Objective: Can you lay out every line of the entries below as a JSON list of strings, one string per line, skipping the blank lines?
##### Input material #####
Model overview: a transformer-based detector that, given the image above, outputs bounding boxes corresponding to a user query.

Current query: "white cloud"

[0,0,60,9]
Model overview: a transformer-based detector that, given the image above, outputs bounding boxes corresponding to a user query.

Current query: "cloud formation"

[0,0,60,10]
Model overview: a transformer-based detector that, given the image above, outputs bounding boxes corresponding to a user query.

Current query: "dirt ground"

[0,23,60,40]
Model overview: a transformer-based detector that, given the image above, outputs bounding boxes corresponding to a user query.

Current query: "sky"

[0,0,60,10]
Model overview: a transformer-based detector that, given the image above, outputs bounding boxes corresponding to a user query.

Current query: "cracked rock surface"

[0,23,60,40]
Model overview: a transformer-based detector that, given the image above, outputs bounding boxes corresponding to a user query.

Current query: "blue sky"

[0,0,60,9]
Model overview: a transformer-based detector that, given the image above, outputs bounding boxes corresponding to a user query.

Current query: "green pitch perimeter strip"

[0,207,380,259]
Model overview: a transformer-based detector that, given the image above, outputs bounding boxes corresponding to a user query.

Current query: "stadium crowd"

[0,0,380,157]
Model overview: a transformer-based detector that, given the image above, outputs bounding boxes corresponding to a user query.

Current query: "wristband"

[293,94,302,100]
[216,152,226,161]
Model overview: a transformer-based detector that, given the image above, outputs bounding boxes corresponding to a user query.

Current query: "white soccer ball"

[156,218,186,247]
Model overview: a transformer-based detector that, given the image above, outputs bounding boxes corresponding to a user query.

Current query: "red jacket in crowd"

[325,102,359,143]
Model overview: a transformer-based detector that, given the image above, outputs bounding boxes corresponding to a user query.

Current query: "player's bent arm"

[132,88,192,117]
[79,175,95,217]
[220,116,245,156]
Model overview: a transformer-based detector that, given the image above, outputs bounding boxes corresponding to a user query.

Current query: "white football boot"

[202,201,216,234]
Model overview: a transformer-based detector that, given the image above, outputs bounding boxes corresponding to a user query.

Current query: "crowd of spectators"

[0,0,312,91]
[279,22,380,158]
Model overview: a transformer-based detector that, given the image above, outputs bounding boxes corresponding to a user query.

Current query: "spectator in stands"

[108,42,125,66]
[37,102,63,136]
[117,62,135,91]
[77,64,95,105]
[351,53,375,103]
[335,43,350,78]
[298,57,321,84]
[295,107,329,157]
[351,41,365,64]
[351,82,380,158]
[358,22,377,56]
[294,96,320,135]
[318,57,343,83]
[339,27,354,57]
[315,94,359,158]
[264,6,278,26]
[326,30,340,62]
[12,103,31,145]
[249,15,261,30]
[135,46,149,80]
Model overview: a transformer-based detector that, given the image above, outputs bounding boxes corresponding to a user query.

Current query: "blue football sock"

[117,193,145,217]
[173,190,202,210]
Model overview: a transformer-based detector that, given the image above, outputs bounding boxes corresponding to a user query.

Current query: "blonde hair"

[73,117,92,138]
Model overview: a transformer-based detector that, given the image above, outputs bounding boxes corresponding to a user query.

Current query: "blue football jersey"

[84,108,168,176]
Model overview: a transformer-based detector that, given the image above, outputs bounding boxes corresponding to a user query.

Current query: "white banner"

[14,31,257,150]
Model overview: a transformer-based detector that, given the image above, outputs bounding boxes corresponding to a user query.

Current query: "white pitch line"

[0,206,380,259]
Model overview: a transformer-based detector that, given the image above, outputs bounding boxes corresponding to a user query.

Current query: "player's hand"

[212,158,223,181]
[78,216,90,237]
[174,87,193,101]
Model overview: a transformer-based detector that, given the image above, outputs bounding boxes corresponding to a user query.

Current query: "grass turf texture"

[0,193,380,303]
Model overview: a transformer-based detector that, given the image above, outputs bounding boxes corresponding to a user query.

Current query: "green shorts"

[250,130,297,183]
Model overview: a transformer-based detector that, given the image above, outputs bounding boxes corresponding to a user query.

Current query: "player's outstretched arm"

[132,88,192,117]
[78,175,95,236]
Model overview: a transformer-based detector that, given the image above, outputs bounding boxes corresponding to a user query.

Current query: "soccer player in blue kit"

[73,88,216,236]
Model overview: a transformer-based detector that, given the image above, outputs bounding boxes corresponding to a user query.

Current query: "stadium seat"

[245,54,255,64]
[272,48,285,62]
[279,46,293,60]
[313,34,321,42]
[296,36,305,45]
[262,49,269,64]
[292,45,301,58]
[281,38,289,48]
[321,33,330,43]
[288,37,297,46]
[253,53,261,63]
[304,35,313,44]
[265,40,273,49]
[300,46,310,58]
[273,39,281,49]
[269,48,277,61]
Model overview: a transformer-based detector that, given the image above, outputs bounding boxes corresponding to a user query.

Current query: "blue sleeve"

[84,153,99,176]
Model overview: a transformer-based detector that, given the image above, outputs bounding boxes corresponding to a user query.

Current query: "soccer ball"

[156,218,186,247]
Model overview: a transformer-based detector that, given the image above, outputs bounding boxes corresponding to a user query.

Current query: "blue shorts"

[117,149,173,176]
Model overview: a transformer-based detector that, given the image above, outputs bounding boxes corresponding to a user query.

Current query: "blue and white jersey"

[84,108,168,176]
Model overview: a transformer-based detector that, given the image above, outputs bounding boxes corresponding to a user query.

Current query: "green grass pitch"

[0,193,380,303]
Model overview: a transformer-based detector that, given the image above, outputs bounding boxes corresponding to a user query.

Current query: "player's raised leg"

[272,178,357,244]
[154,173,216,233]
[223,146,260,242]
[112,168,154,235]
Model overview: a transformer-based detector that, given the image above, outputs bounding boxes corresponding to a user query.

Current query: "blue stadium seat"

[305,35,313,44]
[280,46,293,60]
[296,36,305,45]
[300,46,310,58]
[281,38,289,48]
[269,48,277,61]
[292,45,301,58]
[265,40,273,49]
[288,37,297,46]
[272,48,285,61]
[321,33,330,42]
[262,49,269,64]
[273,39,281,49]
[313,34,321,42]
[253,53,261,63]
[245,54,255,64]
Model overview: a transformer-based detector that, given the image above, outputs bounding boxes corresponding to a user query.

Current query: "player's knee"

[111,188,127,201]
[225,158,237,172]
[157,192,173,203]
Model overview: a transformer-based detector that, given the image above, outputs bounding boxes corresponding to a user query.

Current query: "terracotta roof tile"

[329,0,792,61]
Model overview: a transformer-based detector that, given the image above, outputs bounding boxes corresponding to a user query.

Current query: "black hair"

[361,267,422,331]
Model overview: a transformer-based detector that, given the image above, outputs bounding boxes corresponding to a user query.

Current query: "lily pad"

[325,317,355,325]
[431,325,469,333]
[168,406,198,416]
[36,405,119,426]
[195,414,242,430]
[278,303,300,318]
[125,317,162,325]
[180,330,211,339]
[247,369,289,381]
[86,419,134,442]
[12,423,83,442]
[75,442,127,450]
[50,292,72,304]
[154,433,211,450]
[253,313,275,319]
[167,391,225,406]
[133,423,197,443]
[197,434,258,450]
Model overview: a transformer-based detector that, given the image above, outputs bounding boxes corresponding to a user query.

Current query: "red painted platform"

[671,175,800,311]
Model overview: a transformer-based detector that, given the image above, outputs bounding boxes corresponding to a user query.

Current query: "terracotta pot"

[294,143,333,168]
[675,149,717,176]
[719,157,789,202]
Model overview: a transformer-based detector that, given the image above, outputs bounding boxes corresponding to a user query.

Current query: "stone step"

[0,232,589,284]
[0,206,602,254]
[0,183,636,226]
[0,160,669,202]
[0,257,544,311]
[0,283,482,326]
#####
The solution:
[
  "Model overview: a transformer-based detector that, given the image above, outputs bounding boxes corresponding to a user query.",
  "Current query: \"white cloud\"",
  "[0,0,60,9]",
  "Model overview: a transformer-based detector that, given the image above, outputs bounding boxes corresponding to a user query.",
  "Current query: \"cloud formation\"",
  "[0,0,60,10]",
  "Model overview: a transformer-based detector that, given the image above, outputs bounding boxes corresponding to a user query.",
  "Current query: \"dirt ground\"",
  "[0,23,60,40]",
  "Model overview: a transformer-based detector that, given the image above, outputs bounding boxes corresponding to a user query.",
  "Current query: \"sky\"",
  "[0,0,60,10]",
  "Model overview: a transformer-based detector that, given the image above, outputs bounding boxes corresponding to a user query.",
  "Current query: \"cracked rock surface\"",
  "[0,23,60,40]",
  "Model overview: a transformer-based detector that, given the image above, outputs bounding boxes corresponding to a user query.",
  "Current query: \"blue sky\"",
  "[0,0,60,9]",
  "Model overview: a transformer-based detector that, given the image above, outputs bounding boxes corresponding to a user query.",
  "Current query: \"green pitch perimeter strip\"",
  "[0,207,380,259]",
  "Model overview: a transformer-based detector that, given the image above, outputs bounding boxes corresponding to a user query.",
  "Current query: \"stadium crowd\"",
  "[0,0,380,157]",
  "Model overview: a transformer-based detector that, given the image above, outputs bounding boxes corresponding to a user query.",
  "Current query: \"wristband\"",
  "[293,94,302,100]",
  "[216,152,226,161]",
  "Model overview: a transformer-based detector that, given the image above, outputs bounding boxes corresponding to a user query.",
  "Current query: \"white soccer ball\"",
  "[156,218,186,247]",
  "Model overview: a transformer-based detector that, given the image above, outputs bounding boxes corresponding to a user query.",
  "Current query: \"red jacket in crowd\"",
  "[325,102,359,143]",
  "Model overview: a transformer-based detector that, given the image above, outputs bounding boxes corresponding to a user query.",
  "Current query: \"player's bent arm\"",
  "[132,88,192,117]",
  "[79,175,95,217]",
  "[220,116,245,156]",
  "Model overview: a transformer-based detector that, given the image above, outputs bounding boxes corresponding to a user query.",
  "Current query: \"white football boot\"",
  "[202,201,216,234]",
  "Model overview: a transformer-based detector that, given the image above, outputs bounding boxes corresponding to a user query.",
  "Current query: \"crowd of spectators\"",
  "[0,0,312,91]",
  "[279,22,380,158]",
  "Model overview: a transformer-based detector that, given the image above, outputs bounding boxes corresponding to a user query.",
  "Current query: \"spectator in stands\"",
  "[108,42,125,66]",
  "[37,102,63,136]",
  "[117,62,135,91]",
  "[77,64,95,105]",
  "[351,53,375,103]",
  "[335,43,350,78]",
  "[298,57,321,84]",
  "[295,107,329,157]",
  "[351,41,365,64]",
  "[351,82,380,158]",
  "[358,22,377,56]",
  "[294,96,320,135]",
  "[318,57,343,83]",
  "[339,27,354,57]",
  "[315,94,359,158]",
  "[264,6,278,26]",
  "[326,30,340,62]",
  "[12,103,31,145]",
  "[249,15,261,30]",
  "[135,46,149,80]",
  "Model overview: a transformer-based detector that, given the image above, outputs bounding boxes corresponding to a user query.",
  "Current query: \"blue football sock\"",
  "[117,193,145,217]",
  "[173,190,202,210]",
  "Model overview: a transformer-based detector that, given the image above, outputs bounding boxes corresponding to a user query.",
  "Current query: \"blonde hair\"",
  "[73,117,92,138]",
  "Model overview: a transformer-based detector that, given the image above, outputs bounding boxes corresponding to a user query.",
  "Current query: \"blue football jersey\"",
  "[84,108,168,176]",
  "Model overview: a transformer-based detector that, given the image above, outputs bounding boxes corresponding to a user query.",
  "Current query: \"white banner\"",
  "[14,31,257,150]",
  "Model overview: a transformer-based detector that, given the image above, outputs bounding boxes corresponding to a user query.",
  "Current query: \"white pitch line\"",
  "[0,206,380,259]",
  "Model overview: a transformer-based detector that, given the image above, outputs bounding boxes corresponding to a user query.",
  "Current query: \"player's hand\"",
  "[212,158,223,181]",
  "[78,216,90,237]",
  "[174,87,193,101]",
  "Model overview: a transformer-based detector that, given the image above, outputs bounding boxes corresponding to a user query.",
  "Current query: \"grass turf texture\"",
  "[0,193,380,303]",
  "Model overview: a transformer-based detector that, given the image above, outputs bounding boxes corresponding to a user query.",
  "Current query: \"green shorts\"",
  "[250,130,297,183]",
  "Model overview: a transformer-based detector that, given the image above, outputs bounding boxes corresponding to a user query.",
  "Current query: \"player's outstretched arm\"",
  "[132,88,192,117]",
  "[78,175,95,236]",
  "Model overview: a transformer-based detector that, given the image above, outputs bounding boxes corresponding to a user query.",
  "Current query: \"soccer player in blue kit\"",
  "[73,88,216,236]",
  "Model overview: a transformer-based detector that, given the image above, outputs bounding boxes corresponding to a user query.",
  "Current query: \"stadium seat\"",
  "[245,54,255,64]",
  "[272,48,285,62]",
  "[279,46,293,60]",
  "[313,34,321,42]",
  "[296,36,305,45]",
  "[262,49,269,64]",
  "[292,45,301,58]",
  "[281,38,289,48]",
  "[321,33,330,43]",
  "[288,37,297,46]",
  "[253,53,261,63]",
  "[304,35,313,44]",
  "[265,40,273,49]",
  "[300,46,310,58]",
  "[273,39,281,49]",
  "[269,48,277,61]",
  "Model overview: a transformer-based detector that, given the image above, outputs bounding boxes corresponding to a user query.",
  "Current query: \"blue sleeve\"",
  "[84,153,99,176]",
  "Model overview: a transformer-based detector that, given the image above, outputs bounding boxes corresponding to a user query.",
  "Current query: \"soccer ball\"",
  "[156,218,186,247]",
  "Model overview: a transformer-based detector that, given the image above, outputs bounding boxes corresponding to a user query.",
  "Current query: \"blue shorts\"",
  "[117,149,173,176]",
  "Model overview: a transformer-based detector that, given the image above, outputs bounding boxes corresponding to a user query.",
  "Current query: \"blue and white jersey\"",
  "[84,108,168,176]",
  "Model overview: a transformer-based detector that, given the image above, outputs bounding boxes corresponding to a user query.",
  "Current query: \"green grass pitch\"",
  "[0,193,380,303]",
  "Model overview: a transformer-based detector that, given the image above, outputs bounding boxes corresponding to a user query.",
  "Current query: \"player's raised leg\"",
  "[272,178,357,244]",
  "[154,173,216,233]",
  "[223,146,260,242]",
  "[112,168,154,235]",
  "Model overview: a transformer-based detector that, given the image above, outputs bounding boxes corresponding to a user query.",
  "Current query: \"blue stadium seat\"",
  "[305,35,313,44]",
  "[280,46,293,60]",
  "[296,36,305,45]",
  "[300,46,310,58]",
  "[281,38,289,48]",
  "[269,48,277,61]",
  "[292,45,301,58]",
  "[265,40,273,49]",
  "[288,37,297,46]",
  "[272,48,285,61]",
  "[321,33,330,42]",
  "[262,49,269,64]",
  "[273,39,281,49]",
  "[313,34,321,42]",
  "[253,53,261,63]",
  "[245,54,255,64]",
  "Model overview: a transformer-based detector that, given the image above, outputs bounding boxes corresponding to a user query.",
  "Current query: \"player's knee\"",
  "[111,188,127,201]",
  "[225,158,237,172]",
  "[157,192,173,203]",
  "Model overview: a transformer-based detector that, given the image above, outputs bounding boxes corresponding to a user query.",
  "Current query: \"terracotta roof tile\"",
  "[329,0,792,61]",
  "Model overview: a transformer-based detector that, given the image above, outputs bounding boxes corresponding to a user query.",
  "Current query: \"black hair\"",
  "[361,267,422,331]",
  "Model overview: a transformer-based detector that, given the image above, outputs bounding boxes corresponding to a user query.",
  "Current query: \"lily pad\"",
  "[325,317,355,325]",
  "[431,325,469,333]",
  "[168,406,198,416]",
  "[36,405,119,426]",
  "[195,414,242,430]",
  "[278,303,300,318]",
  "[125,317,162,325]",
  "[180,330,211,339]",
  "[247,369,289,381]",
  "[86,419,134,442]",
  "[12,423,83,442]",
  "[75,442,127,450]",
  "[50,292,72,304]",
  "[154,433,211,450]",
  "[253,313,275,319]",
  "[167,391,225,406]",
  "[133,423,197,443]",
  "[197,434,258,450]",
  "Model overview: a transformer-based detector that, given the image above, outputs bounding boxes corresponding to a user query.",
  "Current query: \"red painted platform\"",
  "[671,175,800,311]",
  "Model overview: a transformer-based detector that, given the image above, outputs bounding boxes corresponding to a user query.",
  "Current query: \"terracotta pot\"",
  "[294,143,333,168]",
  "[675,149,717,176]",
  "[719,157,789,202]",
  "Model overview: a transformer-based detector that, given the image above, outputs bounding boxes corresponding to a user query.",
  "Current query: \"stone step\"",
  "[0,232,589,284]",
  "[0,206,602,254]",
  "[0,183,636,226]",
  "[0,160,669,202]",
  "[0,257,544,311]",
  "[0,283,482,326]"
]